— Selected extract —
- - - - -

On 10/24/24 10:06 AM, Pavel Begunkov wrote:
> On 10/24/24 16:45, Jens Axboe wrote:
>> On 10/24/24 9:29 AM, Pavel Begunkov wrote:
>>> On 10/23/24 14:52, Jens Axboe wrote:
>>>> On 10/22/24 8:38 PM, Pavel Begunkov wrote:
>>>>> Allow registered buffers to be used with zerocopy sendmsg, where the
>>>>> passed iovec becomes a scatter list into the registered buffer
>>>>> specified by sqe->buf_index. See patches 3 and 4 for more details.
>>>>>
>>>>> To get performance out of it, it'll need a bit more work on top for
>>>>> optimising allocations and cleaning up send setups. We can also
>>>>> implement it for non zerocopy variants and reads/writes in the future.
>>>>>
>>>>> Tested by enabling it in test/send-zerocopy.c, which checks payloads,
>>>>> and exercises lots of corner cases, especially around send sizes,
>>>>> offsets and non aligned registered buffers.
>>>>
>>>> Just for the edification of the list readers, Pavel and I discussed this
>>>> a bit last night. There's a decent amount of overlap with the send zc
>>>> provided + registered buffers work that I did last week, but haven't
>>>> posted yet. It's here;
>>>>
>>>> https://git.kernel.dk/cgit/linux/log/?h=io_uring-sendzc-provided
>>>>
>>>> in terms of needing and using both bvec and iovec in the array, and
>>>> having the suitable caching for the arrays rather than needing a full
>>>> alloc + free every time.
>>>
>>> And as I mentioned, that can be well done in-place (in the same
>>> array) as one option.
>>
>> And that would be the way to do it, like I mentioned as well, that is
>> how my first iteration of the above did it too. But since this one just
>> needs to end up with an array of bvec, it was pointless for my series to
>> do the iovec import and only then turn it into bvecs.
>>
>> So somewhat orthogonal, as the use cases aren't exactly the same. One
>> deals with iovecs out of necessity, the other one only previously did as
>> a matter of convenience to reuse existing iovec based helpers.
>>
>>>> The send zc part can map into bvecs upfront and hence don't need the
>>>> iovec array storage at the same time, which this one does as the sendmsg
>>>> zc opcode needs to import an iovec. But perhaps there's a way to still
>>>> unify the storage and retain the caching, without needing to come up
>>>> with something new.
>>>
>>> I looked through. The first problem is that your thing consuming
>>> entries from the ring, with iovecs it'd need to be reading it
>>> from the user one by one. Considering allocations in your helpers,
>>> that would turn it into a bunch of copy_from_user, and it might
>>> just easier and cleaner to copy the entire iovec.

- - - - -

(Stored entries from a collection)
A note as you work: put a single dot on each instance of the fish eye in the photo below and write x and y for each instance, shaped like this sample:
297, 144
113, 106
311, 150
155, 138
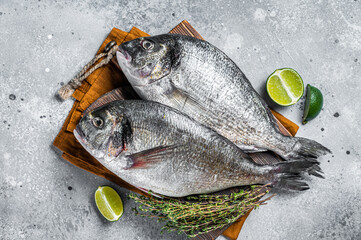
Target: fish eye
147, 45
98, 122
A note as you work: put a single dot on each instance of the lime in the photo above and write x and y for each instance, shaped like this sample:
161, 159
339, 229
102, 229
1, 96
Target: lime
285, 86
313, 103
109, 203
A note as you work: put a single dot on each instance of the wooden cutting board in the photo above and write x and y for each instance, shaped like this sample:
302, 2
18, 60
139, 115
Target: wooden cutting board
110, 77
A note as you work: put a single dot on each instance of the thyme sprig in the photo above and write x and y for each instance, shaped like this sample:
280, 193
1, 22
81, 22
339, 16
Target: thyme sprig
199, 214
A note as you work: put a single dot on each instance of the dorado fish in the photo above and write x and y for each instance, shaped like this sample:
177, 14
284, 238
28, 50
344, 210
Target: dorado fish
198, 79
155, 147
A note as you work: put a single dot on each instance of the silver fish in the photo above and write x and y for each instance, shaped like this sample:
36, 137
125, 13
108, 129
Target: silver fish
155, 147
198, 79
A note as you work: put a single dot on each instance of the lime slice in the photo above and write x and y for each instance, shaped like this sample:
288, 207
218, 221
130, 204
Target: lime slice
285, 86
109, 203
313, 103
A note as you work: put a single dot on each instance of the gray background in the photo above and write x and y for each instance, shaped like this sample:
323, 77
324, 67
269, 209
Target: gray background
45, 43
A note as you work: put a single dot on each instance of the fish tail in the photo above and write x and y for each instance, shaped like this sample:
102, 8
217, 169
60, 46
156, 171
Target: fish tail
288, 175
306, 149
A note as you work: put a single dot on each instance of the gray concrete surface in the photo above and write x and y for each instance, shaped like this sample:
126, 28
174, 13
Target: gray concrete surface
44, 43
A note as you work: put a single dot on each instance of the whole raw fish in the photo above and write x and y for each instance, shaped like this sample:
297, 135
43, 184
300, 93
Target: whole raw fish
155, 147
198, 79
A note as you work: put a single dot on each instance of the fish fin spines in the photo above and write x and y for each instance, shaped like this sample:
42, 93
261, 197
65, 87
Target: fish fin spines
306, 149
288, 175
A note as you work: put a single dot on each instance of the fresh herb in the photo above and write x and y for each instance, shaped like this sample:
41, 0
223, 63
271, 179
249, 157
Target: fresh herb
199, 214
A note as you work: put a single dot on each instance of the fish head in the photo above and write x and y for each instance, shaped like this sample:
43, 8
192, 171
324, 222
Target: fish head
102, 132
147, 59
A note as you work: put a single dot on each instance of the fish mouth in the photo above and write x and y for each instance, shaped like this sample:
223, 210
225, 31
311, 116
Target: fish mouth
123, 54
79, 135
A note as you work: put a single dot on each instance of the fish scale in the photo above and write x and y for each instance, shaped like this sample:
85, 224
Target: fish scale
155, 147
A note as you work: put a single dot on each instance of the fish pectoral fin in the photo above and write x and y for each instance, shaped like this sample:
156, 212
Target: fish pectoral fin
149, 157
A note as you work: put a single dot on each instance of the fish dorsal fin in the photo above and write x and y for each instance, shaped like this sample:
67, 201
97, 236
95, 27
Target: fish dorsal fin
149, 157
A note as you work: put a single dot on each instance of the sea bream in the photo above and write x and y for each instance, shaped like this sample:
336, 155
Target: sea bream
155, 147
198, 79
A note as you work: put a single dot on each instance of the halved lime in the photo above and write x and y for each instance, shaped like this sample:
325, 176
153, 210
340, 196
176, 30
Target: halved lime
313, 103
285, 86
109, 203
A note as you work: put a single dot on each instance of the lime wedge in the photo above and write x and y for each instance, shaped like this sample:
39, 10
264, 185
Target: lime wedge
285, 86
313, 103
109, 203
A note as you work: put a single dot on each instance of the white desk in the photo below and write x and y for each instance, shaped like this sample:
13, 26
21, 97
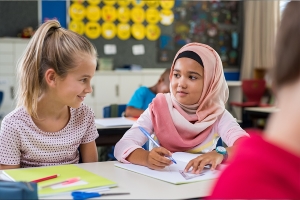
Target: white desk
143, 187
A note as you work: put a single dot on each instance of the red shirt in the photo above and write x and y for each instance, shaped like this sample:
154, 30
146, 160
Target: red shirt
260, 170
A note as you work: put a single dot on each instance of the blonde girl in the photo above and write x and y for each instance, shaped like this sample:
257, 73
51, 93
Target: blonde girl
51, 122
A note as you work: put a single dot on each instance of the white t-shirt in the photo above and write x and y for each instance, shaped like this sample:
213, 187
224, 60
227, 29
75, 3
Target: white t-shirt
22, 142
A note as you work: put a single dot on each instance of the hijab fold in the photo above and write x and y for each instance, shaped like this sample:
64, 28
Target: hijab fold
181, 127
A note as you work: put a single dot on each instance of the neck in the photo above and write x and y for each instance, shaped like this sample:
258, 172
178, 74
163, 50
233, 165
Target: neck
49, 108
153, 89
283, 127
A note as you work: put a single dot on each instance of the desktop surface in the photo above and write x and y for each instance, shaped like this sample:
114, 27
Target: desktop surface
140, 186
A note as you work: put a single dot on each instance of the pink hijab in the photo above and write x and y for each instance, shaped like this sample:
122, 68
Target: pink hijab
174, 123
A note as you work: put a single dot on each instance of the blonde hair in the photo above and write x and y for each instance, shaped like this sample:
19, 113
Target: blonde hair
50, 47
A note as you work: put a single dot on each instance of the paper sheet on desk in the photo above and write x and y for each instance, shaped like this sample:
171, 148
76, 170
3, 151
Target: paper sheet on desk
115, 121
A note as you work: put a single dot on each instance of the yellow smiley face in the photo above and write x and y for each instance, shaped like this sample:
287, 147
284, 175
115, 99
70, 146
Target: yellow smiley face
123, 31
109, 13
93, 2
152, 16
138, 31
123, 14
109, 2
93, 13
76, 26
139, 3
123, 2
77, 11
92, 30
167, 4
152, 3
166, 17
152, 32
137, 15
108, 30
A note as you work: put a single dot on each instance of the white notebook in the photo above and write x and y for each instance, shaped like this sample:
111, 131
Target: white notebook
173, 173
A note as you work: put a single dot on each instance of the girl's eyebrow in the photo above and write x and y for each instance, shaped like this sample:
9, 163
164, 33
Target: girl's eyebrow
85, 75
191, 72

- - - - -

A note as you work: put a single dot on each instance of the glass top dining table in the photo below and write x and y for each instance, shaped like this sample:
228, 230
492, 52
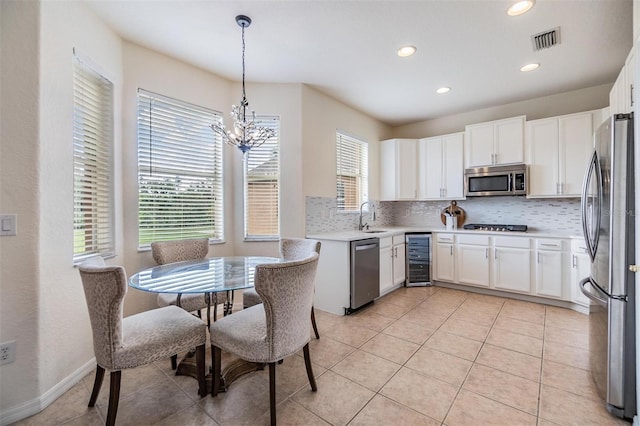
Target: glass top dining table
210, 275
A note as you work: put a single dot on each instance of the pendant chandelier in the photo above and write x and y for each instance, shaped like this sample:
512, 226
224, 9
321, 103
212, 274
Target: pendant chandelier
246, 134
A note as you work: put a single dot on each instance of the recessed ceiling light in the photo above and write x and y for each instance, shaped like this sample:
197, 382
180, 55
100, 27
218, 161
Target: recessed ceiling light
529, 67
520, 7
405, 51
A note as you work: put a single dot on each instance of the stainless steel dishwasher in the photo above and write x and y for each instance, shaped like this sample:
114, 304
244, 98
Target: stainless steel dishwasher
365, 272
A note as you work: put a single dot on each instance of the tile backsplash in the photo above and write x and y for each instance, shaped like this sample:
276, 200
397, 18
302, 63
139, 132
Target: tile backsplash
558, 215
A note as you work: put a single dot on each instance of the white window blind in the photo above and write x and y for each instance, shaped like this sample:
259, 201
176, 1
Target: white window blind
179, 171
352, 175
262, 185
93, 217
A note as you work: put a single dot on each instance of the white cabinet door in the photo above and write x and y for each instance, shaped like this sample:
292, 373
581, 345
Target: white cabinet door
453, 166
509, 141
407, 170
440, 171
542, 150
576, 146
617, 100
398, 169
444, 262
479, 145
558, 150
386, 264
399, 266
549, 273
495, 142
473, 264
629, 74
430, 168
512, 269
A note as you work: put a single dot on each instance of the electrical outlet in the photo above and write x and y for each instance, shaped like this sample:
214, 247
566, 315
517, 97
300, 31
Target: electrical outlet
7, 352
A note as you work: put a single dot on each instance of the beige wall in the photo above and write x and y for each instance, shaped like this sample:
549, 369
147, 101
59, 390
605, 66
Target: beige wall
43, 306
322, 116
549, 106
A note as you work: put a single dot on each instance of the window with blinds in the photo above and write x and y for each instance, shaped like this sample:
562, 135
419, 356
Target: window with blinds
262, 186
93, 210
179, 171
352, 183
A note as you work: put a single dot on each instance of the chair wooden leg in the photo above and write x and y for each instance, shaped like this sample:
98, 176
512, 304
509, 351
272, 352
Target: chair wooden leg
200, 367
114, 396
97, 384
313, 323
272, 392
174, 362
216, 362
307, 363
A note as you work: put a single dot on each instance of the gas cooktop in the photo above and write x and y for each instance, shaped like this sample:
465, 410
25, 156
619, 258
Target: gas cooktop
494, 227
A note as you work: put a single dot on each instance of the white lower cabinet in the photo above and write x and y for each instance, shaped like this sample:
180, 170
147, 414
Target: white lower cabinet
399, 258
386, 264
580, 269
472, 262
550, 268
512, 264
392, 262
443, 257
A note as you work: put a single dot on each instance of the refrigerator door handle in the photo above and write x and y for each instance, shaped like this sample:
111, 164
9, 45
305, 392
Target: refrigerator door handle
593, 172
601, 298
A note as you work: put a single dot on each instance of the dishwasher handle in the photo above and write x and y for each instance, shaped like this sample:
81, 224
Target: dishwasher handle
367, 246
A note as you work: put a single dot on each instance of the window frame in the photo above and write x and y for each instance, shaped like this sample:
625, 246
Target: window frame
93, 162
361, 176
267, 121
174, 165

- - - - -

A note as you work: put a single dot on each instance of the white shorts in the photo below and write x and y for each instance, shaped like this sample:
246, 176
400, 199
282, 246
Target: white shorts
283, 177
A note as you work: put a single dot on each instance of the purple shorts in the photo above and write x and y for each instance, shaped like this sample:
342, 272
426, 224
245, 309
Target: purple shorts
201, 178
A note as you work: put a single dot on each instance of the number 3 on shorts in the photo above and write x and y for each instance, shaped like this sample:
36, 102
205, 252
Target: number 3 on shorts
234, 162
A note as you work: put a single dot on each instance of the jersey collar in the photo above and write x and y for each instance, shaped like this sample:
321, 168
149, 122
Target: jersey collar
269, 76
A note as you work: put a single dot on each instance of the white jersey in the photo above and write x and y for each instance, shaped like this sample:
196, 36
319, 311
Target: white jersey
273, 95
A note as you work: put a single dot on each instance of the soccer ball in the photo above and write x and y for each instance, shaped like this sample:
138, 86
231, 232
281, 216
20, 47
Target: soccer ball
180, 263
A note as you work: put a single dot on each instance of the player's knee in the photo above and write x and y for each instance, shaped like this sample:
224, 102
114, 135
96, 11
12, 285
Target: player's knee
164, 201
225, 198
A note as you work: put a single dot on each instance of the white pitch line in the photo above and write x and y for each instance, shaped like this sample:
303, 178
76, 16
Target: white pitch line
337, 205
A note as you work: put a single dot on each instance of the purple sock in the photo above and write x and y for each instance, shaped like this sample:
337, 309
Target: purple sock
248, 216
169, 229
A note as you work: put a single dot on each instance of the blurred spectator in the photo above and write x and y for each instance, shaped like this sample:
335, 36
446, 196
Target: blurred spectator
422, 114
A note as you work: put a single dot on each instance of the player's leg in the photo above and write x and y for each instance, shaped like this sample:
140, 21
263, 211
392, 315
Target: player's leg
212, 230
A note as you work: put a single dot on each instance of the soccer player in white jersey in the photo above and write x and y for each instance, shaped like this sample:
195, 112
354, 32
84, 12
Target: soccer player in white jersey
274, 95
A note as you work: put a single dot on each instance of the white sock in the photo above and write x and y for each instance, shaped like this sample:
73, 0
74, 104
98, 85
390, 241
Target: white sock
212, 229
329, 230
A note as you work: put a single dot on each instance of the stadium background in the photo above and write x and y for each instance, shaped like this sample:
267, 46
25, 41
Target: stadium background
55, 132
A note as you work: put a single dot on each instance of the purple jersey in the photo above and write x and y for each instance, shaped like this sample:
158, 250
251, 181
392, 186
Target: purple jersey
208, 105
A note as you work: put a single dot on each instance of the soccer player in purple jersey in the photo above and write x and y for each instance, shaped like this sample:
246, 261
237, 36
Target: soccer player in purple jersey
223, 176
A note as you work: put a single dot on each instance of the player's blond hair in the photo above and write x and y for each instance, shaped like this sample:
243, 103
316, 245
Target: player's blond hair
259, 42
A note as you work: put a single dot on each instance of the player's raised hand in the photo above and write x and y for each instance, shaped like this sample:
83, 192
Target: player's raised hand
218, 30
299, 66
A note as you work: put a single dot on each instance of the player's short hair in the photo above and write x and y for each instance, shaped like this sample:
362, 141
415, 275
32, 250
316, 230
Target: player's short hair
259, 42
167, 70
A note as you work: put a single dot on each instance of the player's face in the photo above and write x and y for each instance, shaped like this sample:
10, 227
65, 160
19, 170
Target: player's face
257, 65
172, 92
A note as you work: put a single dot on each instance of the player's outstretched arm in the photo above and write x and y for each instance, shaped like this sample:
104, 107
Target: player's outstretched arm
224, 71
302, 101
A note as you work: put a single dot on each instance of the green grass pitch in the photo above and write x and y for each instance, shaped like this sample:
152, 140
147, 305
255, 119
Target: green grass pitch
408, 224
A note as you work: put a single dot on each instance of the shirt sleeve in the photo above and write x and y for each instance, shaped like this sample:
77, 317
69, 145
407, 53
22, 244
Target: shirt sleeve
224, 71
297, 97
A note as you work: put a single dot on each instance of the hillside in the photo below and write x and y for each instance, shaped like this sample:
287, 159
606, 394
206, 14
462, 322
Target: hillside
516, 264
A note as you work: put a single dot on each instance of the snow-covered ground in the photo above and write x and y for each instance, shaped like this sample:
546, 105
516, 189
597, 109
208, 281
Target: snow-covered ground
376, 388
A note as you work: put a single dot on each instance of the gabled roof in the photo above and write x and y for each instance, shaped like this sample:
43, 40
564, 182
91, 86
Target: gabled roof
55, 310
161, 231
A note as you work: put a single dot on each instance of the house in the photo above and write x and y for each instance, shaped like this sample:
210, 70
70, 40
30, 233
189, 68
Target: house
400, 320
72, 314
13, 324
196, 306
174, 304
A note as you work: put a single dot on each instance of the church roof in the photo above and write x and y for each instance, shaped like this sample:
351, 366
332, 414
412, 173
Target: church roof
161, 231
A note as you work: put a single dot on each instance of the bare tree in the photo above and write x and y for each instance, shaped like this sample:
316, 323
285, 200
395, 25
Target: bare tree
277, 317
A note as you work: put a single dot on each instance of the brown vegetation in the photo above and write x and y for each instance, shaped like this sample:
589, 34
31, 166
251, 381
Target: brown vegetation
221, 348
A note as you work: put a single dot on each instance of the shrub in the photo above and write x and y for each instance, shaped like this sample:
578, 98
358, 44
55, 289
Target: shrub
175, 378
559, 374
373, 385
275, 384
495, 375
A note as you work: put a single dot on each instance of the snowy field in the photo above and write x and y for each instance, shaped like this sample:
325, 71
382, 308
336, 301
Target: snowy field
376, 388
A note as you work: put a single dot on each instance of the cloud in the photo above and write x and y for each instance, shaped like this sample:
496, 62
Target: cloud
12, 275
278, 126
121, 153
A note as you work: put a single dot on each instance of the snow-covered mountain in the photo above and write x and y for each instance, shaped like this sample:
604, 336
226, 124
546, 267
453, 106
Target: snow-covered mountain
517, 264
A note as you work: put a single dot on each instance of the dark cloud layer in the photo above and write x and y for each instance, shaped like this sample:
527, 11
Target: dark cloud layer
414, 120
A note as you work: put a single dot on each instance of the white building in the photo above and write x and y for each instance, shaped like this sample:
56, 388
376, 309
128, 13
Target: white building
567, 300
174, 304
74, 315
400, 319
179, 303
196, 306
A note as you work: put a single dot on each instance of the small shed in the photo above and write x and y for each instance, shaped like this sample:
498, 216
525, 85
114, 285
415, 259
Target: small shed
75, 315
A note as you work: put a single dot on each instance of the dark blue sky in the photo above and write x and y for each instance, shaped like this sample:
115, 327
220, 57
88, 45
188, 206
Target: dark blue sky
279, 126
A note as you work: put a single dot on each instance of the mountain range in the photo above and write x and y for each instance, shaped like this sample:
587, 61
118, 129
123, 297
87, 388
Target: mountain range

- - - - -

— Problem details —
Write the next part of the mailing-list discussion on zerocopy sendmsg with registered buffers, picking up right after its final sentence. These entries have no connection to the text on zerocopy sendmsg with registered buffers.

— Task result —
>>
>> I think for you case, incremental import would be the way to go. Eg
>> something ala:
>>
>> if (!user_access_begin(user_iovec, nr_vecs * sizeof(*user_iovec)))
>>     return -EFAULT;
> 
> Is it even legal? I don't know how it's implemented specifically
> but I assume there can be any kind of magic, e.g. intercepting
> page faults. I'd definitely prefer to avoid anything but the simplest
> handling like read from/write to memory, e.g. no allocations.
> 
>>
>> bv = kmsg->bvec;
>> for_each_iov {
>>     struct iovec iov;
>>
>>     unsafe_get_user(iov.iov_base, &user_iovec->iov_base, foo);
>>     unsafe_get_user(iov.iov_len, &user_iovec->iov_len, foo);
>>
>>     import_to_bvec(bv, &iov);
>>
>>     user_iovec++;
>>     bv++;
>> }
>>
>> if it can be done at prep time, because then there's no need to store
>> the iovec at all, it's already stable, just in bvecs. And this avoids
>> overlapping iovec/bvec memory, and it avoids doing two iterations for
>> import. Purely a poc, just tossing out ideas.
>>
>> But I haven't looked too closely at your series yet. In any case,
>> whatever ends up working for you, will most likely be find for the
>> bundled zerocopy send (non-vectored) as well, and I can just put it on
>> top of that.
>>
>>> And you just made one towards delaying the imu resolution, which
>>> is conceptually the right thing to do because of the mess with
>>> links, just like it is with fixed files. That's why it need to
>>> copy the iovec at the prep stage and resolve at the issue time.
>>
>> Indeed, prep time is certainly the place to do it. And the above
>> incremental import should work fine then, as we won't care abot
>> user_iovec being stable being prep.
> 
> Seems like you're agreeing but then stating the opposite, there
> is some confusion. I'm saying that IMHO the right API wise way
> is resolving an imu at issue time, just like it's done for fixed
> files, and what your recent series did for send zc.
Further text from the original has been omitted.